# 課題
指導法をめぐる対談から、次の問いに答えよ。
(a) 谷崎重幸さんは花園で何度優勝しているか。
(b) 小川良樹さんが監督を務める部と、獲得した全国タイトルの数は何か。
(c) 一つの方法をとことん突き詰めることで、どのような壁にタッチできたと述べられているか。

中村 すごく興味深いのは辻さんは昔、かなり威圧的な指導をしていた方なんですよね。でもなかなか勝てずに、今の指導法に辿(たど)り付いた。女子バスケットボールの日本代表ヘッドコーチとして注目を集めた恩塚亨さんも対話型の、選手を尊重するタイプの指導者です。彼もかつてはかなり厳しい指導をしていたようなんです。東福岡高校ラグビー部の前監督で花園で4度、優勝している谷崎重幸さんも、下北沢成徳女子バレー部の監督で14もの全国タイトルを獲得している小川良樹さんも、もともとはスパルタ式で、あるとき180度指導法を転換し、さらに飛躍しました。
松坂 どのようなスタイルの指導法であれ、一つの方法をとことん突き詰めることができるというのは彼らの才能なのだと思います。だから「限界」という壁にタッチすることができた。そして、そこから反対側にターンできたのだと思います。

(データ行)

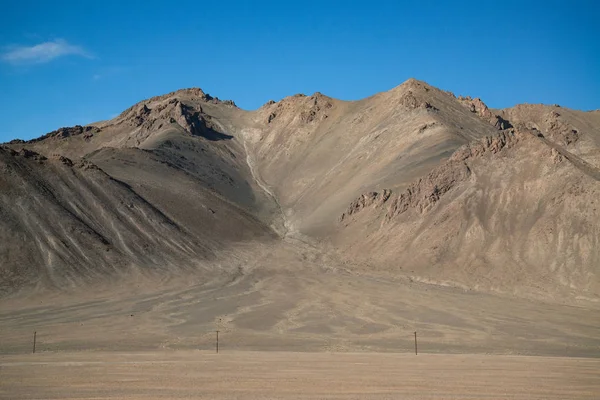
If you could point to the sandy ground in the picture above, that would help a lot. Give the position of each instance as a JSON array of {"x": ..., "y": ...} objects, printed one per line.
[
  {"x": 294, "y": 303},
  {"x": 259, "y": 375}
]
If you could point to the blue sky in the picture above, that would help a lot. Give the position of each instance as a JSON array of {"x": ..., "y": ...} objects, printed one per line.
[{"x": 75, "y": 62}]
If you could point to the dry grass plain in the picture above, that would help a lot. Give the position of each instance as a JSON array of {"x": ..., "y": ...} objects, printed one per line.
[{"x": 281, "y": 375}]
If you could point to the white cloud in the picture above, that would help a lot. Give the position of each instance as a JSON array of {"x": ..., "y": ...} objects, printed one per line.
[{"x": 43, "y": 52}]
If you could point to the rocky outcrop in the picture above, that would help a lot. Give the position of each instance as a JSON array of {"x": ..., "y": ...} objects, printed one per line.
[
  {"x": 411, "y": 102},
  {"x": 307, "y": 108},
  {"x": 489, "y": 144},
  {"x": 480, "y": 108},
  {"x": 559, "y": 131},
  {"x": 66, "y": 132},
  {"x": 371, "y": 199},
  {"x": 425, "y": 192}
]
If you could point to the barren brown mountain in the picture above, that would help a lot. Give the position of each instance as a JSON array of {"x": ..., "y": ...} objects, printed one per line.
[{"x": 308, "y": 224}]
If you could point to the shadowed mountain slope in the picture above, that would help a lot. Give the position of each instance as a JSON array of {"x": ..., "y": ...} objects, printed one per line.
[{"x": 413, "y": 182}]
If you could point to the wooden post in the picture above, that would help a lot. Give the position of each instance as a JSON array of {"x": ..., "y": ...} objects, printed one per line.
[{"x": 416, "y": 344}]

---

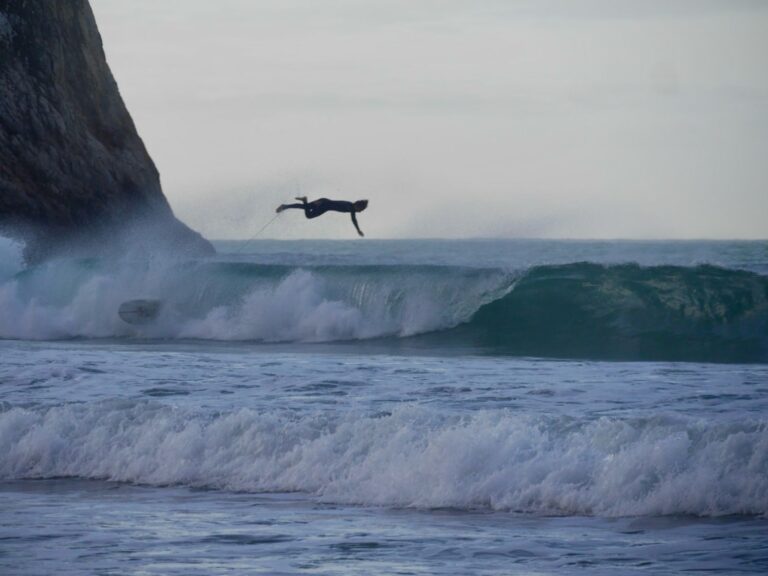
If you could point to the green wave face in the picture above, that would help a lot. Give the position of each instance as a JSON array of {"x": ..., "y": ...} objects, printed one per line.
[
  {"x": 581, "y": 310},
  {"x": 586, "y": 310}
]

# 解答
(a) 4度
(b) 下北沢成徳女子バレー部、14
(c) 「限界」という壁